[INSTRUCTIONS TO FOLLOW]
Reproduce exactly the lines below, starting with the line that contains "Would you mind pointing out the yellow-green" and ending with the last line of the records, both included, and nothing else.

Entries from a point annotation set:
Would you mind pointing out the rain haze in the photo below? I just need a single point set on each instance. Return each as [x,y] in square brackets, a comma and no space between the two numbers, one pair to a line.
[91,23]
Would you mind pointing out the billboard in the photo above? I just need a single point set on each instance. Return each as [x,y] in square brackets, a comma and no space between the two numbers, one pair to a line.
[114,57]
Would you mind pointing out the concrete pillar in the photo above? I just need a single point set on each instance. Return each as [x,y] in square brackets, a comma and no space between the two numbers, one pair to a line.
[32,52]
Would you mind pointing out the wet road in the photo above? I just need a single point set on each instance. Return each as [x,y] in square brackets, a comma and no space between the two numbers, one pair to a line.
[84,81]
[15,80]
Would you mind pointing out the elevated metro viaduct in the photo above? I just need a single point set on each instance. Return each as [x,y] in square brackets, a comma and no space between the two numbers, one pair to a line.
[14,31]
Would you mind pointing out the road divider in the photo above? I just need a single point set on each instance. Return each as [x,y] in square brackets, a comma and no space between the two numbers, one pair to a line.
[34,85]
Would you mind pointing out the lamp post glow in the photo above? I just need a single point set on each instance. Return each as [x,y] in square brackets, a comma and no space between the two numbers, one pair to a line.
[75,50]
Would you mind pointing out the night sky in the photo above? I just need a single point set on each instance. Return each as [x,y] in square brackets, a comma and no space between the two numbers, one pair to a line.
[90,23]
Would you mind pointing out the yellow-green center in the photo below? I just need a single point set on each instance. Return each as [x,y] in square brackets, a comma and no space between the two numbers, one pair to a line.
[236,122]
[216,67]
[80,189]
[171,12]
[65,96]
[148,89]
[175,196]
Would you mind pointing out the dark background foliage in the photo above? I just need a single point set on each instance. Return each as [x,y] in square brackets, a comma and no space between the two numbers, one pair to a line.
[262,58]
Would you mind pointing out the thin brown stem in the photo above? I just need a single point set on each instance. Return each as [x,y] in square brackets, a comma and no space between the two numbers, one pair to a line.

[EXERCISE RESULT]
Would you mind pointing out the yellow-green center in the photo below? I just need a single point set on each instance. Return each as [x,y] in square brackets, a comma and no space between the two numbers, one pair to a line.
[236,122]
[216,67]
[80,189]
[171,12]
[65,96]
[148,89]
[175,196]
Would you mind pointing out the dark background foliage in the photo above? I just need a single point set on each instance. Return each as [x,y] in square brackets, a comma and no space between the two numbers, one pair to a line.
[262,58]
Would you mind pointing out the thin brown stem in the photo above? I just need a single point set on each instance. Return each as [x,y] in square brackets, a comma and no space between the two numbers, one pair to a line.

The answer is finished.